Supplied information -
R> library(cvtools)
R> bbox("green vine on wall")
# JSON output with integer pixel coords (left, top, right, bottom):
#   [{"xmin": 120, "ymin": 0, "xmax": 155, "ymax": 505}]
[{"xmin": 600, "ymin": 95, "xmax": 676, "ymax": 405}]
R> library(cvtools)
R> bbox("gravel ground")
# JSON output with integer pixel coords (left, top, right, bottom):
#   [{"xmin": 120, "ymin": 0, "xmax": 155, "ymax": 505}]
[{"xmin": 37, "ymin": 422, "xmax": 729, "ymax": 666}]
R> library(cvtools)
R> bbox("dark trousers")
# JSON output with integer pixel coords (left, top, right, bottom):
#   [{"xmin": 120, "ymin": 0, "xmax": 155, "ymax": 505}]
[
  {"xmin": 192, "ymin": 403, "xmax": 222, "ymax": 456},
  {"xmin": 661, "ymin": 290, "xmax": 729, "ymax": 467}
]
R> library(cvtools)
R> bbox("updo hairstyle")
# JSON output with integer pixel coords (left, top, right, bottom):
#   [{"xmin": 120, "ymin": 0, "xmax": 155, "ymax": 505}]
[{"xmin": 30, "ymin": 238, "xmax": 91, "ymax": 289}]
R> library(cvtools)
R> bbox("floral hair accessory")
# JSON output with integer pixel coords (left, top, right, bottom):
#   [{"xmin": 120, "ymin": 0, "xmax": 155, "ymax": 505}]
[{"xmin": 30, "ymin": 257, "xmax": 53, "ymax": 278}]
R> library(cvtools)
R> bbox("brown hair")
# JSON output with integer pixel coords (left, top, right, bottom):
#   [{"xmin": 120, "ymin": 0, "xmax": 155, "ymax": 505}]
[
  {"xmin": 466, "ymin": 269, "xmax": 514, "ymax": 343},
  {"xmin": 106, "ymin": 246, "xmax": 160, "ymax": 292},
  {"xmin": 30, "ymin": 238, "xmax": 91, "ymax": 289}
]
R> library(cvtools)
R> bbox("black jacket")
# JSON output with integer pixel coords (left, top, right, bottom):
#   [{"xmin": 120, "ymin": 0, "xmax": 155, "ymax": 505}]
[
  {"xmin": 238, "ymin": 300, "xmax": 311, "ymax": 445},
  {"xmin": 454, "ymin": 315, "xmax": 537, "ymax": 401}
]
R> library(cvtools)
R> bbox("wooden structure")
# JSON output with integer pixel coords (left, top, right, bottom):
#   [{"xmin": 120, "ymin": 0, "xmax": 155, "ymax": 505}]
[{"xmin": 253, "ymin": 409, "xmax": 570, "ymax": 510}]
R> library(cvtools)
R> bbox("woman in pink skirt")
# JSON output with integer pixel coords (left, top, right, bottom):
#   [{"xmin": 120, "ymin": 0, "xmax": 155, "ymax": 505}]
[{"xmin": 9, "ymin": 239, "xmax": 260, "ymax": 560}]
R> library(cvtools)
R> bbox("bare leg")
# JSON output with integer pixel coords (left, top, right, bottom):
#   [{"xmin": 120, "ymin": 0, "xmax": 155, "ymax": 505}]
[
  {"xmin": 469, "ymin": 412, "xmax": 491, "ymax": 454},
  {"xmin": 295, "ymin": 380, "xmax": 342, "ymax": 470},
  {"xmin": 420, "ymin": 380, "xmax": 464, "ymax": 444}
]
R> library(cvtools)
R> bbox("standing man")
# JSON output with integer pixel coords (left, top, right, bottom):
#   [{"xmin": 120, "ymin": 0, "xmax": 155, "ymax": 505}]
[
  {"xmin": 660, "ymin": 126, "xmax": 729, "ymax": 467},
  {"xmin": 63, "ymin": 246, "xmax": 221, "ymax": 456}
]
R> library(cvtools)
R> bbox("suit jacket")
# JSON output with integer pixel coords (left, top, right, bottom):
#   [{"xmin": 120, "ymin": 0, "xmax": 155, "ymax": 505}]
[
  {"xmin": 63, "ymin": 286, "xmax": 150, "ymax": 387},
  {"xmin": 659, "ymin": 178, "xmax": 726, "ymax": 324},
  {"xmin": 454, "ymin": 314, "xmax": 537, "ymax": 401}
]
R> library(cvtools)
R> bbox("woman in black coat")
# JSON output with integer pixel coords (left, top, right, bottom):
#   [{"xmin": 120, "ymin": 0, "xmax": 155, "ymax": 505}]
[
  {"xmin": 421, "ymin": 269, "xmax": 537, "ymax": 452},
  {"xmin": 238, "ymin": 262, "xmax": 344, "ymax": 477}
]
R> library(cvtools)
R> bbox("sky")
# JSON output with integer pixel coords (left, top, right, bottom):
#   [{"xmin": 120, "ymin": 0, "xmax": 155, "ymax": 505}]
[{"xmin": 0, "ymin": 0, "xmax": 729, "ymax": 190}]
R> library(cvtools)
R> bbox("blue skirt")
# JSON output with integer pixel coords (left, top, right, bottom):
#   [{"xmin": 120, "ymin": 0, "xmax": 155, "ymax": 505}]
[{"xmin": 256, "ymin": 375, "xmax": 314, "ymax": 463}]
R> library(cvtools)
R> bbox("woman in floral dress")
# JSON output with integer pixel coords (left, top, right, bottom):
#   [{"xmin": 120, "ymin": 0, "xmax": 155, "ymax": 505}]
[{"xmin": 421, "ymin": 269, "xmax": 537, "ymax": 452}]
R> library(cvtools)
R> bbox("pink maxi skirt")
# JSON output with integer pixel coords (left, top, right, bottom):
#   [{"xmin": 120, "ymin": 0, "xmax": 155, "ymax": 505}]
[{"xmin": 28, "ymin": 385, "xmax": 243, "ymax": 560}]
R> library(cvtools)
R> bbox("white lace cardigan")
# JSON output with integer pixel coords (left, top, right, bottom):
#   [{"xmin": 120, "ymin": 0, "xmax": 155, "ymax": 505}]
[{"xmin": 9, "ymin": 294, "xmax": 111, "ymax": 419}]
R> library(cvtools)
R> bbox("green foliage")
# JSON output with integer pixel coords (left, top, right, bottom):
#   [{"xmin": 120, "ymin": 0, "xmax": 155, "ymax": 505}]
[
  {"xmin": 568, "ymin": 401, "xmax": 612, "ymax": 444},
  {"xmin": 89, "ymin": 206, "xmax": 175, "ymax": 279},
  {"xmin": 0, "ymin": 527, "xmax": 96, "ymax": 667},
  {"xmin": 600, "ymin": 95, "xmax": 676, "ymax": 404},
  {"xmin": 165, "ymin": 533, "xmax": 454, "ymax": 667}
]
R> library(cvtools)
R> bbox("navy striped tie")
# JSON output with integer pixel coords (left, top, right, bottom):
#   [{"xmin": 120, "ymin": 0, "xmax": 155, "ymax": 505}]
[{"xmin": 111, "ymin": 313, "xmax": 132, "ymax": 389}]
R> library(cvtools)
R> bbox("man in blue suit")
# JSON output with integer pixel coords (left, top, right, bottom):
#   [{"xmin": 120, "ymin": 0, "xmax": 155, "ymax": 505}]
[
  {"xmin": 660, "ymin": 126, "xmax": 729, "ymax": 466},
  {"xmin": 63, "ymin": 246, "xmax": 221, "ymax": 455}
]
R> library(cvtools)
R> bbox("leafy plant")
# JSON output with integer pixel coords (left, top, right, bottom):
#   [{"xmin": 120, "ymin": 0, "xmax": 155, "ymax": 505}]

What you are asked to do - Extract every line of the rows above that contains the string "pink", matching case exactly.

Result of this exercise -
R> bbox("woman in pink skirt")
R> bbox("pink maxi skirt")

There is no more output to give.